DIRECTIONS FOR THIS TASK: Will you extract the entries word for word? Images should not appear in the copy.

DATASET CONTENT:
START

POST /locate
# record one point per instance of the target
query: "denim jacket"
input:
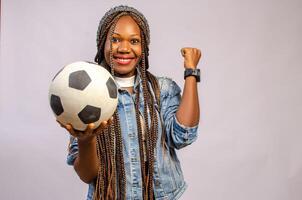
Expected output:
(168, 178)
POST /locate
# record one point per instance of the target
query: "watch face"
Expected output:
(193, 72)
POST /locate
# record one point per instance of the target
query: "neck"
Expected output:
(125, 82)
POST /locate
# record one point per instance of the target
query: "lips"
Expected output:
(123, 60)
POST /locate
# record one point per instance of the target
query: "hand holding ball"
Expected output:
(83, 93)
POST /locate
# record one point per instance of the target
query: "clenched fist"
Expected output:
(191, 57)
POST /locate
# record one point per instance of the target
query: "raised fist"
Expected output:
(191, 57)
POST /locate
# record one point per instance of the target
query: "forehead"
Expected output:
(126, 24)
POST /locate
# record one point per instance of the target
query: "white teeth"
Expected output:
(123, 59)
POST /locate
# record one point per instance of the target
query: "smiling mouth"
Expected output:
(123, 61)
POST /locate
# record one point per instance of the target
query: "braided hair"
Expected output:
(111, 179)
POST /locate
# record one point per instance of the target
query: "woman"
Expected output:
(132, 155)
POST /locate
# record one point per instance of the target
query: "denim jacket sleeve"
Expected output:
(177, 135)
(72, 150)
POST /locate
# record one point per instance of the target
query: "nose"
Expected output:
(124, 47)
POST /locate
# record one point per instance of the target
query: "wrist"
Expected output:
(189, 72)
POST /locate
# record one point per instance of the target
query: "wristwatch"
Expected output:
(192, 72)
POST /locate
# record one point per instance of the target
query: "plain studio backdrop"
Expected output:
(250, 135)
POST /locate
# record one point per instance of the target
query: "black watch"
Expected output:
(192, 72)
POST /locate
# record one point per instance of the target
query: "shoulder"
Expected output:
(167, 86)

END

REPLY:
POST /locate
# record one point per instance of the target
query: "denim jacket"
input:
Expected output:
(168, 178)
POST /locate
# record one point per instance of the target
query: "watch face"
Expected output:
(193, 72)
POST /locate
# record one point per instance of the target
query: "neck"
Expected output:
(125, 82)
POST /locate
# record one point per instance of the target
query: "lips"
Expected output:
(123, 60)
POST /locate
# record one point per instance of the target
query: "hand holding ball"
Expected output:
(83, 93)
POST /locate
# record one point per instance of the target
query: "clenched fist"
Expected output:
(191, 57)
POST /locate
# record one point per instance of the target
query: "raised fist"
Expected output:
(191, 57)
POST /locate
# record one point per instance of the target
query: "forehead"
Expected output:
(126, 24)
POST /locate
# record one point per instance of the target
query: "white teeth"
Expected output:
(123, 59)
POST /locate
# record one point per instance of the target
query: "smiling mouth"
Expected output:
(123, 61)
POST /locate
# record one point per instance of the target
query: "braided hair"
Expected output:
(111, 179)
POST /locate
# record one point per instance of the target
query: "woman"
Expected output:
(132, 155)
POST /locate
# record one point per instance of the target
query: "denim jacket sleeve"
Expected output:
(177, 135)
(72, 150)
POST /locate
# record one point per instance of the target
query: "nose"
Expected output:
(124, 47)
POST /locate
# record one point per instance of the target
query: "wrist"
Expected output:
(189, 72)
POST /locate
# record one point per instance of the target
query: "wristwatch"
Expected output:
(192, 72)
POST /locate
# record one point per instance of the target
query: "plain studio backdrop"
Expected output:
(250, 135)
POST /locate
# record one point per instance of the target
query: "black watch"
Expected output:
(192, 72)
POST /locate
# record one point per instance of the target
query: "shoulder"
Expected output:
(167, 86)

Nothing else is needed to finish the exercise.